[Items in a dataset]

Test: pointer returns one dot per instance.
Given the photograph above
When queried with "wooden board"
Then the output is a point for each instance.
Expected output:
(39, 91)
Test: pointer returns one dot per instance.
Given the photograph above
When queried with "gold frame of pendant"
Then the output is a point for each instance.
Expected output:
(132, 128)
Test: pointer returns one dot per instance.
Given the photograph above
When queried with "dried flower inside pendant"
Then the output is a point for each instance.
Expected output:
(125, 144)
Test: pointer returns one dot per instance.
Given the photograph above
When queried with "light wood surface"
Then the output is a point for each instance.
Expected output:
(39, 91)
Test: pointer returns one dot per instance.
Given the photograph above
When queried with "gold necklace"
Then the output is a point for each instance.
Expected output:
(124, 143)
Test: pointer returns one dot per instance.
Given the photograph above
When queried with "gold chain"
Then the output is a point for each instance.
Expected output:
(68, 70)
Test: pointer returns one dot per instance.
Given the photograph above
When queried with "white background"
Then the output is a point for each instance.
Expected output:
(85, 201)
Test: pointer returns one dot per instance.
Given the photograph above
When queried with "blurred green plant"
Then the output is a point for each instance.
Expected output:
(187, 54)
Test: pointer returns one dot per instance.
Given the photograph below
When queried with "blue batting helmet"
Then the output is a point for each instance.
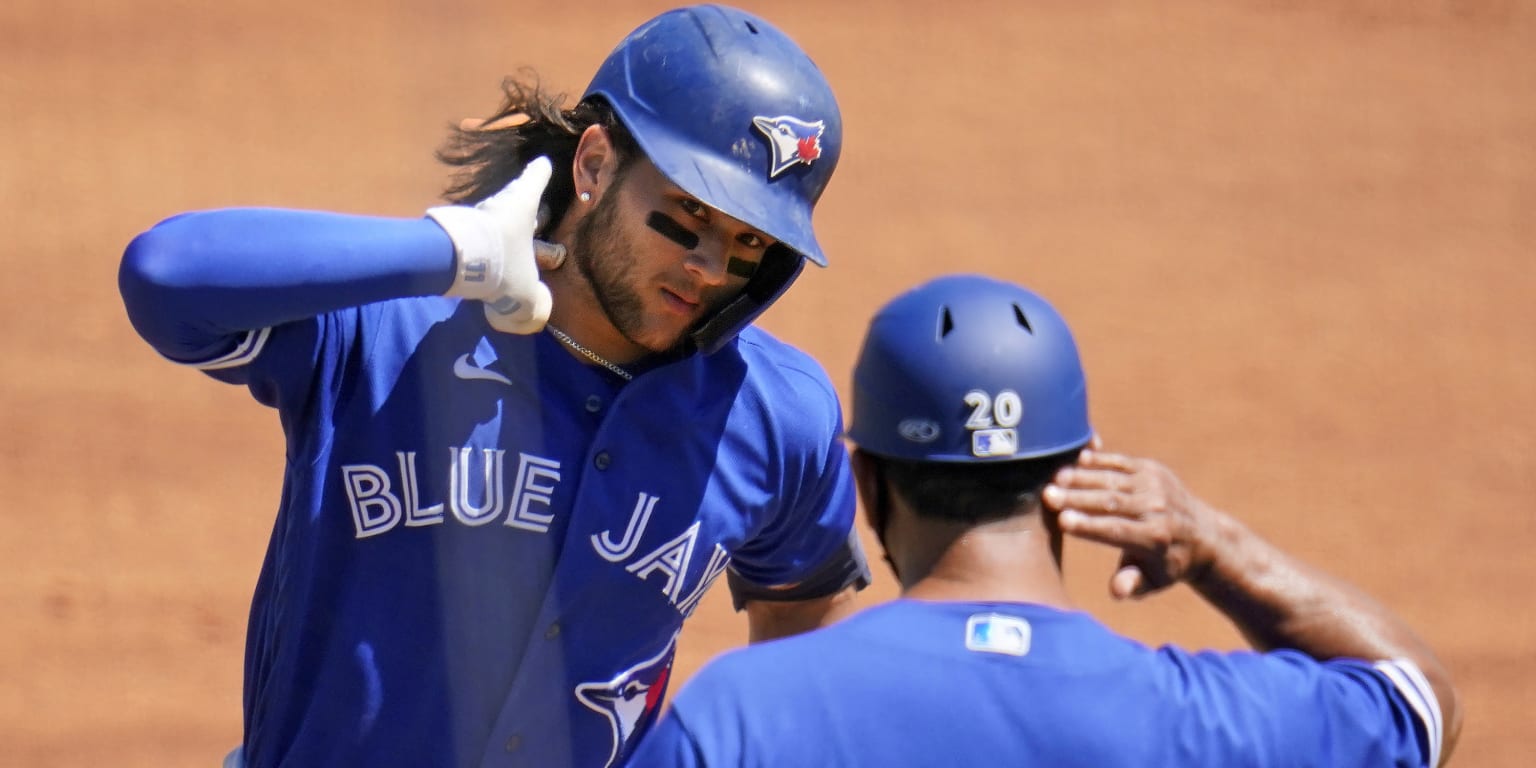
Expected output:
(966, 367)
(736, 114)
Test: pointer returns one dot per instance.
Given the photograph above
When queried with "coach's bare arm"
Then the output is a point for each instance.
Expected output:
(1166, 535)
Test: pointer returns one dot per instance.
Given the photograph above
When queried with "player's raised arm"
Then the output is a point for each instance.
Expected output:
(1168, 535)
(194, 280)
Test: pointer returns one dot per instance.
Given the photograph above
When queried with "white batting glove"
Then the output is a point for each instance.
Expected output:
(496, 255)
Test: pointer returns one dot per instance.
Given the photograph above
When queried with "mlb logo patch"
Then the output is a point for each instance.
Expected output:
(1002, 441)
(997, 633)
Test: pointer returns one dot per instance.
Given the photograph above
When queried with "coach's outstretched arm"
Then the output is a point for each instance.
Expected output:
(1166, 535)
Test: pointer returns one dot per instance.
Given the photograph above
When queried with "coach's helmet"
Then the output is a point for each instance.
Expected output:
(734, 112)
(968, 369)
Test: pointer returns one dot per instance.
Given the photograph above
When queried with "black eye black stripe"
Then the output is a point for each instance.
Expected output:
(672, 229)
(741, 268)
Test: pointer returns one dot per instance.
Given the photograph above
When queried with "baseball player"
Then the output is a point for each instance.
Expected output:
(968, 406)
(527, 430)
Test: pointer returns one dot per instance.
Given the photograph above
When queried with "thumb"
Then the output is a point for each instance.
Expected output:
(1126, 582)
(527, 315)
(523, 192)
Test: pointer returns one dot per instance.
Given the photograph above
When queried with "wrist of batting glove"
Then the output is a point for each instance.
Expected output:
(495, 252)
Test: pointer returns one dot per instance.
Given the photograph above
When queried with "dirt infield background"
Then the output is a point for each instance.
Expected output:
(1295, 240)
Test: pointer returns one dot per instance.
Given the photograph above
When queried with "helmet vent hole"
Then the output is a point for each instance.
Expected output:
(1023, 321)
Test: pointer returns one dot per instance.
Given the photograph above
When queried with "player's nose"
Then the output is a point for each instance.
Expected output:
(708, 260)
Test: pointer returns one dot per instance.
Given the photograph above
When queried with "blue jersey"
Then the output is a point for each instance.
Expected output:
(484, 547)
(940, 684)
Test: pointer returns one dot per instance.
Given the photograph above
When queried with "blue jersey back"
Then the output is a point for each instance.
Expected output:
(933, 684)
(486, 547)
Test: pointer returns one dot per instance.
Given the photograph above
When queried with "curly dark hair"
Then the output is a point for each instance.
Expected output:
(530, 122)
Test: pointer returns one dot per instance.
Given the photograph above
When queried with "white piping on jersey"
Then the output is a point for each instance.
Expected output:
(1410, 682)
(244, 352)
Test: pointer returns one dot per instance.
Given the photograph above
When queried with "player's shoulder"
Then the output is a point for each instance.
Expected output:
(774, 363)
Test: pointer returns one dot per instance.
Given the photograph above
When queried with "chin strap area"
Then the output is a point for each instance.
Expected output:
(776, 272)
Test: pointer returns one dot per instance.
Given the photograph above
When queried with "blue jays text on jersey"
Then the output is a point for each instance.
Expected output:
(484, 547)
(939, 684)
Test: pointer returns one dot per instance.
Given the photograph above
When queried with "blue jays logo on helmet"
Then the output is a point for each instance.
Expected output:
(793, 140)
(630, 699)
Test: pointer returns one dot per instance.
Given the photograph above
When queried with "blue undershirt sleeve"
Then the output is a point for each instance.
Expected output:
(195, 283)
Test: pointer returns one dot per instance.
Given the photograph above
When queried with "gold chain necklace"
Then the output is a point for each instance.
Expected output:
(589, 354)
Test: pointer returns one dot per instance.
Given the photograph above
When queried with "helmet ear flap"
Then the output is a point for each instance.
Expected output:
(774, 274)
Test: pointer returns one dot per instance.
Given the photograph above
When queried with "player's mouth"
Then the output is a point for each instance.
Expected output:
(679, 304)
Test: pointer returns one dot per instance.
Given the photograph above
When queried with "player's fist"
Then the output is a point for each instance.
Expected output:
(496, 255)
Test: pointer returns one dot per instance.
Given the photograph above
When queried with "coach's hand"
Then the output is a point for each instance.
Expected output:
(496, 257)
(1140, 507)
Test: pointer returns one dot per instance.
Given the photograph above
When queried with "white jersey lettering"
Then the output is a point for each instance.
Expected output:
(621, 550)
(530, 490)
(464, 509)
(476, 492)
(670, 559)
(375, 509)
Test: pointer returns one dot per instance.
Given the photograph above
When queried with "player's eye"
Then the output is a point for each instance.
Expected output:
(693, 208)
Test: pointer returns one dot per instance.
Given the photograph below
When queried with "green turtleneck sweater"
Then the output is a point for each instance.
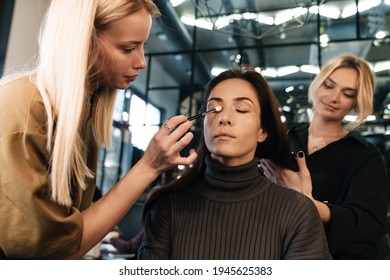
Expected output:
(233, 213)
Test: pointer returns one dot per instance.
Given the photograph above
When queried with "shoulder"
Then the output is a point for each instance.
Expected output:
(290, 198)
(21, 107)
(298, 128)
(358, 142)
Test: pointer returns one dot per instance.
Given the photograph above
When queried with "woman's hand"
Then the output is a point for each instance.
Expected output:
(299, 181)
(163, 151)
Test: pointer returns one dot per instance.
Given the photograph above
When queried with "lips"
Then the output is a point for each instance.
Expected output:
(130, 79)
(224, 135)
(329, 107)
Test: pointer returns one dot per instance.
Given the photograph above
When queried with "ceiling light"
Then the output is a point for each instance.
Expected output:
(382, 66)
(287, 70)
(197, 22)
(215, 71)
(311, 69)
(176, 3)
(287, 15)
(221, 22)
(381, 34)
(289, 89)
(265, 19)
(324, 40)
(326, 11)
(269, 72)
(350, 118)
(363, 5)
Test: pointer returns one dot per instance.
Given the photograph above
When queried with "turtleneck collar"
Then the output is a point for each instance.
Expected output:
(231, 183)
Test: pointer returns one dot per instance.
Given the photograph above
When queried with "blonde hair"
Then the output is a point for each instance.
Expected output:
(67, 50)
(366, 83)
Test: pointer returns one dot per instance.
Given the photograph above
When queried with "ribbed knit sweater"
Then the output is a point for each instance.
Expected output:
(233, 213)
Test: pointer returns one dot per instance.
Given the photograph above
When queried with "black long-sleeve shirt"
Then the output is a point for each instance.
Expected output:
(233, 213)
(350, 175)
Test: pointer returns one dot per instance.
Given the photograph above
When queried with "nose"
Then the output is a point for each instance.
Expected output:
(224, 118)
(140, 62)
(333, 97)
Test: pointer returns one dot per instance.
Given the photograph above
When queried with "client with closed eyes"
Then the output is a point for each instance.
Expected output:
(223, 208)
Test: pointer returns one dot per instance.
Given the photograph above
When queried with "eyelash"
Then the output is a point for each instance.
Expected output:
(346, 94)
(128, 50)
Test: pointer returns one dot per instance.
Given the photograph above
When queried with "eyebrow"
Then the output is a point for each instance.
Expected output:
(218, 99)
(346, 88)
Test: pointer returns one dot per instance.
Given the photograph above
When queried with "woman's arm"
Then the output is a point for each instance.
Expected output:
(162, 153)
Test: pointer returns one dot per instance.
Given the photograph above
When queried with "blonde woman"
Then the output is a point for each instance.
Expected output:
(223, 208)
(341, 172)
(52, 119)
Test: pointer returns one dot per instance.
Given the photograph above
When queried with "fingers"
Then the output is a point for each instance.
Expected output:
(301, 161)
(164, 149)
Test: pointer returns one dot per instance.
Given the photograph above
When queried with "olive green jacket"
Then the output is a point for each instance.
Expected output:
(31, 225)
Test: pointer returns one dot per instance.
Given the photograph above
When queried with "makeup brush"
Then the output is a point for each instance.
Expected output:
(216, 109)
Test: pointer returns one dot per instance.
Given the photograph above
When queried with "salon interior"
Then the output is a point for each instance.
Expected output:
(194, 40)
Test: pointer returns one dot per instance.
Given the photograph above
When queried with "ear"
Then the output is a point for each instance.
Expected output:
(262, 136)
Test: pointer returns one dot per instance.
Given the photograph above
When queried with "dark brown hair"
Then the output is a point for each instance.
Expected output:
(275, 147)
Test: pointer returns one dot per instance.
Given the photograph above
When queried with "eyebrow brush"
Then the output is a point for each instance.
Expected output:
(216, 109)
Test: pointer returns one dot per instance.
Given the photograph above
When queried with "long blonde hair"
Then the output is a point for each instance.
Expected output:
(67, 49)
(366, 83)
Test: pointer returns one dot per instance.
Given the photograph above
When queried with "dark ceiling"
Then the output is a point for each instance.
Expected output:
(290, 36)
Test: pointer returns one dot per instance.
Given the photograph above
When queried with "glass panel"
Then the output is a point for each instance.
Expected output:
(170, 70)
(374, 18)
(338, 20)
(144, 120)
(166, 100)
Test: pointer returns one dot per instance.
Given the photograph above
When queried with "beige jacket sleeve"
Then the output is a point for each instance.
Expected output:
(31, 225)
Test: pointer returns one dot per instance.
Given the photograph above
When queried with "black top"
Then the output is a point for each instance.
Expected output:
(233, 213)
(350, 175)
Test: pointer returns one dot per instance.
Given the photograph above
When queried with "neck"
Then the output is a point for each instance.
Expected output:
(321, 128)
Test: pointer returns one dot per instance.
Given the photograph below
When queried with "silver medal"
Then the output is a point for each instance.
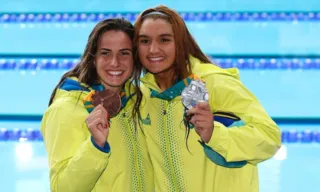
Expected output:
(194, 93)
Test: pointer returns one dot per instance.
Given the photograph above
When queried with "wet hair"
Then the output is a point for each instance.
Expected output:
(85, 70)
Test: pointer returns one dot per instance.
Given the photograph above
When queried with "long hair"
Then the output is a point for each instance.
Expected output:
(86, 72)
(184, 43)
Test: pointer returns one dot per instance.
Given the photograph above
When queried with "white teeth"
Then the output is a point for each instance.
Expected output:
(156, 58)
(115, 73)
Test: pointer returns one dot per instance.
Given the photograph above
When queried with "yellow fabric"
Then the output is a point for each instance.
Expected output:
(178, 169)
(77, 165)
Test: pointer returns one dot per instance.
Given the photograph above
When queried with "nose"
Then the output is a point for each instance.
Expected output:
(154, 47)
(114, 62)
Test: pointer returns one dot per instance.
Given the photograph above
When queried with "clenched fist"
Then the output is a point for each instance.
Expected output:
(202, 119)
(98, 124)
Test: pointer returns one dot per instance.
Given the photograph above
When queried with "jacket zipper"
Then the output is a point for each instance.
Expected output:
(168, 144)
(135, 152)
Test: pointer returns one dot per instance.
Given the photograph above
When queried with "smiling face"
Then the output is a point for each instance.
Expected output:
(114, 60)
(156, 45)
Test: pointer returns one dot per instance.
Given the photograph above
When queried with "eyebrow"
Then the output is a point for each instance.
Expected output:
(125, 49)
(162, 35)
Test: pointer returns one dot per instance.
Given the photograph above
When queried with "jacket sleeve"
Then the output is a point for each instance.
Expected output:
(255, 141)
(75, 162)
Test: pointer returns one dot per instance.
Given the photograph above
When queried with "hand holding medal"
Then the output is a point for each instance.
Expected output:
(195, 98)
(107, 105)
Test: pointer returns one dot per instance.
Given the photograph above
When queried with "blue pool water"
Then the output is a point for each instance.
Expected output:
(282, 37)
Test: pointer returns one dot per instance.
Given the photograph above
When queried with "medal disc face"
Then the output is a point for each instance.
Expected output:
(110, 100)
(194, 93)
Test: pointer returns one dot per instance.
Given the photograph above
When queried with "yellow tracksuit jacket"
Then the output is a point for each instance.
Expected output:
(77, 164)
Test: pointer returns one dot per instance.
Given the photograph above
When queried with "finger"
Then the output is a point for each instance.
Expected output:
(100, 127)
(192, 111)
(204, 118)
(104, 111)
(198, 130)
(204, 106)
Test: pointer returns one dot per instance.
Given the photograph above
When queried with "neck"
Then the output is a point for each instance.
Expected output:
(114, 89)
(165, 80)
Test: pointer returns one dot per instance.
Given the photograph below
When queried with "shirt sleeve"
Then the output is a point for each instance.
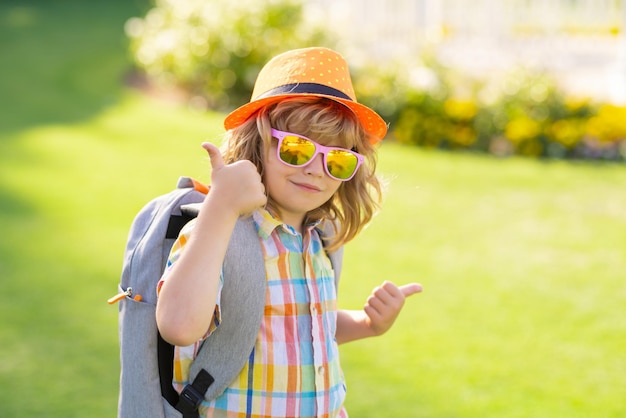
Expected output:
(174, 255)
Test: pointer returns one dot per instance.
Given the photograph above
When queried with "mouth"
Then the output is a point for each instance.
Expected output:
(307, 187)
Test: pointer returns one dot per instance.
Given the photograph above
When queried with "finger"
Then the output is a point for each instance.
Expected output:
(411, 289)
(217, 161)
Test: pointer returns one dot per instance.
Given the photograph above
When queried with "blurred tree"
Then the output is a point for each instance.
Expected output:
(214, 49)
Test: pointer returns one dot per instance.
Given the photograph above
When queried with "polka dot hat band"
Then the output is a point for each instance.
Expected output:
(318, 72)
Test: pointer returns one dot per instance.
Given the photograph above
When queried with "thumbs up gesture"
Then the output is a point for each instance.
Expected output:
(385, 303)
(238, 185)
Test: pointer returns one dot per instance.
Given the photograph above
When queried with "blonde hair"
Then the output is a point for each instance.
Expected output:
(356, 201)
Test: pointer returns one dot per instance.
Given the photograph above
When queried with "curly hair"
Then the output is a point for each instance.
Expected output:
(356, 201)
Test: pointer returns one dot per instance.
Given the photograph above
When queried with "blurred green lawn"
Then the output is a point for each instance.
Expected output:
(522, 261)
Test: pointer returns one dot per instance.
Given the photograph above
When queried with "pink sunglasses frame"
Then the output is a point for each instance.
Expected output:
(319, 149)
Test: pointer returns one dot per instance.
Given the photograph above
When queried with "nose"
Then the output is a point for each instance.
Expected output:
(316, 167)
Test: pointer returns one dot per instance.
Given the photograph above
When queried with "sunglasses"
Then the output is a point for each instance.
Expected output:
(298, 151)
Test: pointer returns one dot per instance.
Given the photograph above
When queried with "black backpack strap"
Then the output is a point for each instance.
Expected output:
(192, 395)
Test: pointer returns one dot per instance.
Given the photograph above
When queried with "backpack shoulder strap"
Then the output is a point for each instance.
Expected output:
(225, 353)
(144, 260)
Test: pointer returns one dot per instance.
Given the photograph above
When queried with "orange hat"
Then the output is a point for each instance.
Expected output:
(318, 72)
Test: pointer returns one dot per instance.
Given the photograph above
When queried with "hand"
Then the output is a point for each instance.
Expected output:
(384, 305)
(238, 185)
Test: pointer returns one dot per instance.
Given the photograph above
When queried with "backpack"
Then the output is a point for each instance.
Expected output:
(146, 359)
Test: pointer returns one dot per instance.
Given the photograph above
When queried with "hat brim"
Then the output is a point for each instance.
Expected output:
(370, 120)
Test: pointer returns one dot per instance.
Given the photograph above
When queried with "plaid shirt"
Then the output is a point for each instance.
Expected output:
(293, 370)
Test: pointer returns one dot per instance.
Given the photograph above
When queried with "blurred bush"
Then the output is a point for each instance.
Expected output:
(213, 50)
(521, 113)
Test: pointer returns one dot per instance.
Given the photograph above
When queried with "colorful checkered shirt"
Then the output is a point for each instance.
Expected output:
(293, 370)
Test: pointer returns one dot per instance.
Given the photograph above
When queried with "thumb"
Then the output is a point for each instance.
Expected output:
(215, 155)
(411, 289)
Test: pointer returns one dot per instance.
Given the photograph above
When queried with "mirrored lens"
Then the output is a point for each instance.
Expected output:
(341, 164)
(296, 151)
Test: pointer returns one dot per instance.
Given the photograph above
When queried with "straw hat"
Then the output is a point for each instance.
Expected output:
(316, 71)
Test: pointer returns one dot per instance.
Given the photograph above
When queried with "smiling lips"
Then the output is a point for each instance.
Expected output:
(307, 186)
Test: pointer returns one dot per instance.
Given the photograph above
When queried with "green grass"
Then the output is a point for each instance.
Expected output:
(522, 261)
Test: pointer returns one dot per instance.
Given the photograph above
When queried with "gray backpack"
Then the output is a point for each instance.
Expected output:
(146, 359)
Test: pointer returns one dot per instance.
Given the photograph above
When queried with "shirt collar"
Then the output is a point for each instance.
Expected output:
(266, 223)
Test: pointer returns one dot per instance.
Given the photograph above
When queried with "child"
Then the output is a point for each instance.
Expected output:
(299, 155)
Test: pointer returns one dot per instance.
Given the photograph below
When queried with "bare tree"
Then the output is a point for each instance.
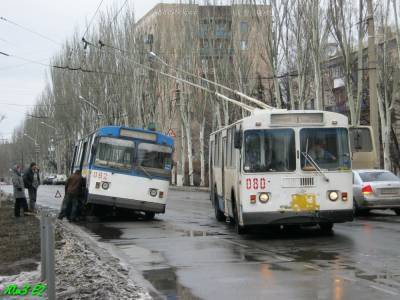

#### Problem description:
Count the lines in the data above that contain the word "collar".

#### Answer to this exercise:
2